Brief | Make an exact copy of each entry, leaving out every picture.

=== Provided data ===

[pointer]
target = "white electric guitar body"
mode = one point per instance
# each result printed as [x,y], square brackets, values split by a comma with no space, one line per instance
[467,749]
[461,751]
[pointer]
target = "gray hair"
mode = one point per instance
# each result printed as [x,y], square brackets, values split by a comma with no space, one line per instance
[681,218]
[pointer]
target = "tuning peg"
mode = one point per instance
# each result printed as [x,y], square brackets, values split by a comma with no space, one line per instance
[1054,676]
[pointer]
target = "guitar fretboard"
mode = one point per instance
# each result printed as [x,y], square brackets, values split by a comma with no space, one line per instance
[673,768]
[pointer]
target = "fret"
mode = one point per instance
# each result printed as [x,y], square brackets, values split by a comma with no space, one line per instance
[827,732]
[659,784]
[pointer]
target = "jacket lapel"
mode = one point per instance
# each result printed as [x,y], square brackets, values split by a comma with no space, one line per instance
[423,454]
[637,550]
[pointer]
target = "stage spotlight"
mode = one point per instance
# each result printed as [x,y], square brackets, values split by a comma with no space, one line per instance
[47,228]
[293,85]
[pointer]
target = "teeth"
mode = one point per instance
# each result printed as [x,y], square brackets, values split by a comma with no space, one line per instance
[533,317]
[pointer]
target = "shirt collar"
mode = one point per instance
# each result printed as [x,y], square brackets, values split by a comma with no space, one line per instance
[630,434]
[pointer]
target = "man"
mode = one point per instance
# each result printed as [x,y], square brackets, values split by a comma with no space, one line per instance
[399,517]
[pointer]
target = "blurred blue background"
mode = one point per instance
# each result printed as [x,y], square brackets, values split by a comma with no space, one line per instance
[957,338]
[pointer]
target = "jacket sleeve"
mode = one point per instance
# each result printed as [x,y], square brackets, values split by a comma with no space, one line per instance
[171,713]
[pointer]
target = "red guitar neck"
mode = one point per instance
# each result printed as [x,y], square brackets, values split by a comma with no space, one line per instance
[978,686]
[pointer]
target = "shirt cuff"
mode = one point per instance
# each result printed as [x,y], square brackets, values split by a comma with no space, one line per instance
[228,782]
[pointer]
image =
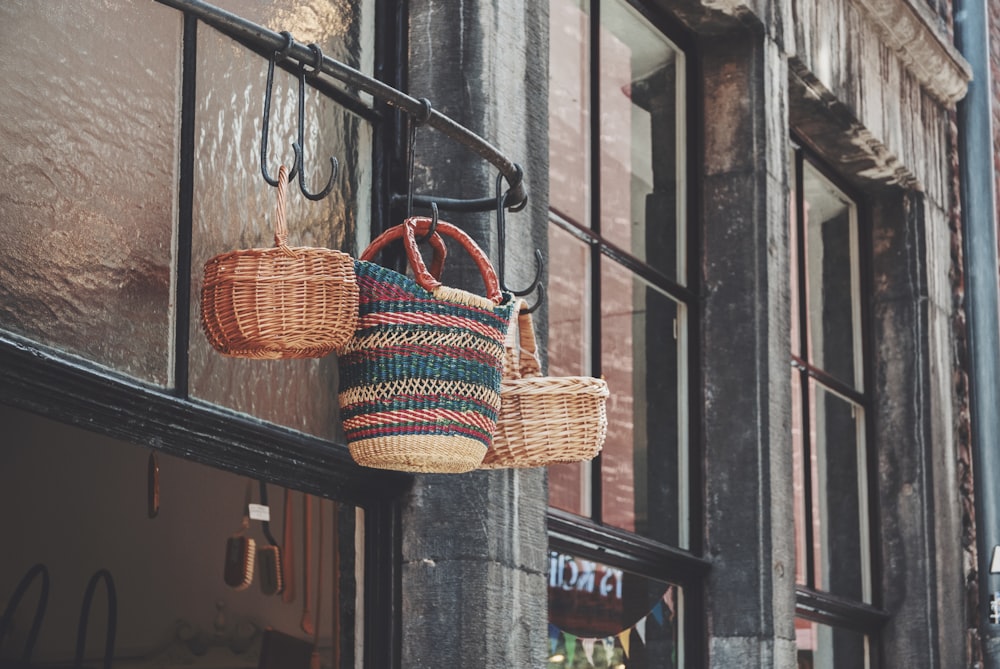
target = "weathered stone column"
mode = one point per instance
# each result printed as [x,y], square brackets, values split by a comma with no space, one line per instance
[475,545]
[750,593]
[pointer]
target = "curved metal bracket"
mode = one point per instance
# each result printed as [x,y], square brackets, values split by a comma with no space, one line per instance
[300,153]
[266,122]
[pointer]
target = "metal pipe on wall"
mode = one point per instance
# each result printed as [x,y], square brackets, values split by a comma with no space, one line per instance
[978,201]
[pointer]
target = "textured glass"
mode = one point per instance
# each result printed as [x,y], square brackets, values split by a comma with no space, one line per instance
[642,152]
[833,292]
[88,121]
[839,500]
[821,646]
[569,110]
[234,209]
[602,616]
[569,352]
[642,341]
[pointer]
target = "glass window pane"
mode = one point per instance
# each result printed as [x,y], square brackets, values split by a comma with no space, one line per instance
[825,647]
[168,571]
[602,616]
[642,157]
[839,503]
[642,352]
[801,512]
[89,118]
[569,351]
[793,272]
[569,109]
[833,279]
[234,209]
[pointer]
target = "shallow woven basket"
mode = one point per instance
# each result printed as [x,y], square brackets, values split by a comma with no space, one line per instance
[282,302]
[544,420]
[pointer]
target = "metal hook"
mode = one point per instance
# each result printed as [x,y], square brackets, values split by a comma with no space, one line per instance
[300,153]
[414,122]
[501,243]
[431,230]
[265,125]
[541,298]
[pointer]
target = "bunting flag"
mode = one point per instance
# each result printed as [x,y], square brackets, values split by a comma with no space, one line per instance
[570,648]
[662,613]
[657,612]
[588,648]
[623,638]
[640,627]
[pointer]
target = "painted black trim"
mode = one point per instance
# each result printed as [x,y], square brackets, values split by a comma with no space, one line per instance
[837,611]
[618,548]
[185,207]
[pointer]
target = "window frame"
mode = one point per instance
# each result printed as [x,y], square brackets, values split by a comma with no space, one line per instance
[589,537]
[812,603]
[73,390]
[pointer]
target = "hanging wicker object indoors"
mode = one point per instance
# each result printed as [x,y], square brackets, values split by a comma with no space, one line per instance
[281,302]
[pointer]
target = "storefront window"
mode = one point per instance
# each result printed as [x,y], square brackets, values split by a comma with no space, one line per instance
[617,258]
[234,208]
[825,647]
[830,414]
[175,604]
[619,307]
[88,180]
[602,616]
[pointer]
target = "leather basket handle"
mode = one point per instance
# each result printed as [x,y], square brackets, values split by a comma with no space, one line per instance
[408,232]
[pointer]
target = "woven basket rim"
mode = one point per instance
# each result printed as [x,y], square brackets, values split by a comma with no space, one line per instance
[548,385]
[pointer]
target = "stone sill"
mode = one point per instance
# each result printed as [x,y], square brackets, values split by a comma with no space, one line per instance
[910,29]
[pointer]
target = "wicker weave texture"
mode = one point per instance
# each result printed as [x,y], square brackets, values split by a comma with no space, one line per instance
[544,420]
[420,378]
[282,302]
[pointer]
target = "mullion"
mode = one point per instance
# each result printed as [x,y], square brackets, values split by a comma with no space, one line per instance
[596,475]
[803,316]
[185,208]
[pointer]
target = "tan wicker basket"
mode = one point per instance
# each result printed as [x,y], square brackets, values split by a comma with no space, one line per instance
[282,302]
[544,420]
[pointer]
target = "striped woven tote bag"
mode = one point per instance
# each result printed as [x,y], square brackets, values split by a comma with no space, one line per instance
[420,378]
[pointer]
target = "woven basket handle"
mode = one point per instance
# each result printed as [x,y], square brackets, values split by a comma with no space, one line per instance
[280,226]
[527,353]
[408,232]
[397,232]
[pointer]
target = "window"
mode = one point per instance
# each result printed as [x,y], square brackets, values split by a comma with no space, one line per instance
[621,306]
[831,410]
[138,129]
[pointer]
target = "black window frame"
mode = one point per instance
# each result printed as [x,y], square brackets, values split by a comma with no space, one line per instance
[812,603]
[589,537]
[73,390]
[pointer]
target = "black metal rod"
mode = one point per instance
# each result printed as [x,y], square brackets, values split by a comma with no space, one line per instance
[975,148]
[266,40]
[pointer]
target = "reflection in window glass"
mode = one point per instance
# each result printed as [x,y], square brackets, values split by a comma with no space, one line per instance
[824,647]
[832,270]
[569,351]
[89,120]
[839,511]
[642,119]
[174,605]
[569,110]
[642,346]
[234,209]
[828,427]
[604,617]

===

Written response |
[pointer]
target = "white electric guitar body"
mode = one point per instance
# each result printed as [x,y], square brackets, values split by a comma with no space, one line per instance
[467,749]
[461,751]
[pointer]
target = "gray hair"
mode = one point per instance
# each result printed as [x,y], square brackets, values split by a comma with no space, one line per instance
[681,218]
[pointer]
target = "tuning peg"
mode = one point per instance
# each result printed as [x,y], square brackets, values split by a comma with no space, one line per instance
[1054,676]
[pointer]
target = "guitar fretboard"
mode = one point per instance
# each result printed as [x,y], square brackets, values split by a comma with no space, one line per instance
[673,768]
[pointer]
target = "fret"
mode = one point per instance
# each result printed as [x,y], square brackets, values split by a comma with no space, one line per instance
[827,732]
[659,784]
[pointer]
target = "jacket lapel"
mode = one point per instance
# each result printed as [x,y], square brackets, values split by a comma with no space, one line per instance
[423,454]
[637,550]
[pointer]
target = "stage spotlight"
mode = one point per instance
# each result printed as [x,y], square brackets, values split by a comma with no space, one line per instance
[47,228]
[293,85]
[pointer]
target = "teeth"
mode = one point per instance
# each result printed as [x,y], square brackets, values split by a comma with no space, one line per instance
[533,317]
[pointer]
target = "shirt collar"
mode = one point per instance
# each result printed as [x,y], square brackets, values split by a comma with no space, one line per instance
[630,434]
[pointer]
target = "man"
mode = one point per instance
# each result printed as [x,y], square brackets, values split by a comma with no space, one line per instance
[399,517]
[pointer]
target = "blurred blue background"
mode = one point per instance
# each result printed as [x,y], square brackets, values split by a comma with no space, one line per instance
[957,338]
[pointer]
target = "jacket sleeve"
mode = one point per instance
# each result printed as [x,y], square brackets, values split by a comma with no space, one line per instance
[171,713]
[pointer]
target = "red guitar neck"
mode = one point per instance
# each result printed as [x,y], square brackets, values split by a comma with no space, one line per instance
[978,686]
[pointer]
target = "shirt cuff"
mode = one point per instance
# each result printed as [x,y], square brackets, values split by a comma with no space, one line per instance
[228,782]
[pointer]
image =
target = "weathered stone column"
mode = one point per instance
# each result printed as [x,y], square brackets, values split by a comma with no space, one line per instance
[475,545]
[750,593]
[pointer]
target = "curved metal bracket"
mode = one point per instance
# each result printed as [x,y], square brackets, values split by a comma with no space, one line per instance
[300,153]
[266,122]
[pointer]
target = "metal pipe on wall"
mode = one point per instance
# each result printed as [x,y], square brackets, values split by a comma with no space, one line per instance
[978,201]
[pointer]
target = "textured glass"
mode = one point per instance
# each result printed as [x,y], square brackets, values split by a comma with no space, one line per instance
[642,152]
[833,292]
[88,121]
[839,500]
[821,646]
[569,110]
[234,209]
[602,616]
[569,352]
[642,341]
[pointer]
target = "glass window pane"
mode = one point per instance
# each result printed as [x,y], square brackets, values split by a comma with no space, one line per instance
[825,647]
[168,571]
[602,616]
[642,157]
[839,503]
[642,352]
[801,512]
[89,118]
[569,351]
[793,272]
[569,109]
[833,279]
[234,209]
[pointer]
target = "shallow woven basket"
mode = one point per instance
# each result printed as [x,y], square brackets, values split by a comma with no space, one line per instance
[282,302]
[544,420]
[pointer]
target = "metal hook"
mode = one point per instance
# each result printed as [x,y], square brackets, values split by a comma with no space, one line per instance
[300,153]
[414,122]
[501,243]
[431,230]
[265,125]
[541,298]
[pointer]
target = "bunting flag"
mode = one point per instance
# each result printed as [x,y], square brackets, values split by a comma with no space, one line per instance
[570,648]
[662,613]
[657,612]
[588,648]
[623,638]
[640,627]
[pointer]
target = "painted black trim"
mode = one point per instance
# each result printed as [x,y], square brackets, values split by a comma with no space, one line per instance
[837,611]
[618,548]
[185,207]
[pointer]
target = "window frame"
mode = one point per instance
# each result printed as [x,y], square brackets, values split by a comma with no space, one line per instance
[589,537]
[812,603]
[73,390]
[pointer]
target = "hanging wicker object indoors"
mode = one point per instance
# each result printed as [x,y], square brackets, values split by a comma with no space, one line per instance
[281,302]
[pointer]
target = "storefront window"
mode = one point per instance
# each result printed as [x,y], square brackets, values split by a comma with no space, one line per instance
[617,258]
[234,208]
[825,647]
[830,414]
[175,604]
[619,307]
[88,180]
[602,616]
[pointer]
target = "leather basket handle"
mode = one point per instance
# each result printed as [x,y], square brackets, values split by a comma with no space, one line per instance
[408,232]
[pointer]
target = "woven basket rim"
mode = one point per instance
# each result printed as [x,y], square brackets, values split by a comma with no space, one line per instance
[548,385]
[pointer]
target = "stone sill"
mode = one point per instance
# each result printed as [x,y], square brackets, values split by a comma with no space, one line per instance
[910,29]
[pointer]
target = "wicker weave texture"
mode = one point per instance
# each result printed as [x,y], square brackets, values split by a comma with no space, one line per instance
[544,420]
[420,378]
[282,302]
[pointer]
target = "mullion"
mode = one point per instance
# each result printed as [x,y], square brackets, values split by a comma with no space, one line per instance
[596,475]
[803,316]
[185,208]
[pointer]
target = "tan wicker basket"
mode = one point per instance
# each result printed as [x,y], square brackets, values split by a comma with no space, one line per instance
[282,302]
[544,420]
[pointer]
target = "striped woven tote bag"
mode = one point per instance
# each result printed as [x,y], square brackets, values split by a comma with no space, one line per instance
[420,378]
[pointer]
target = "woven basket handle"
mode = one point per instance
# each result printed as [x,y], square brackets, values split by a comma with no space, one line per instance
[280,226]
[527,353]
[408,232]
[397,232]
[pointer]
target = "window"
mode = one point per instance
# each result printed as [x,y], square brackets, values split by a comma with no space, one line per instance
[621,306]
[831,410]
[138,129]
[pointer]
target = "black window frame"
mode = one point per instance
# each result printed as [x,y], square brackets, values split by a comma with no space, one line per instance
[812,603]
[589,537]
[73,390]
[pointer]
target = "black metal rod"
mode = one point per instance
# each result printed as [x,y], square brackets, values split by a comma with no space, one line per instance
[975,148]
[266,40]
[pointer]
target = "reflection in window glass"
mode = one point per instance
# each result printed as [x,y], square brackets, values split by a comma with no space, one line per instance
[824,647]
[832,270]
[569,351]
[89,120]
[839,511]
[642,119]
[174,605]
[569,110]
[642,346]
[234,209]
[828,427]
[604,617]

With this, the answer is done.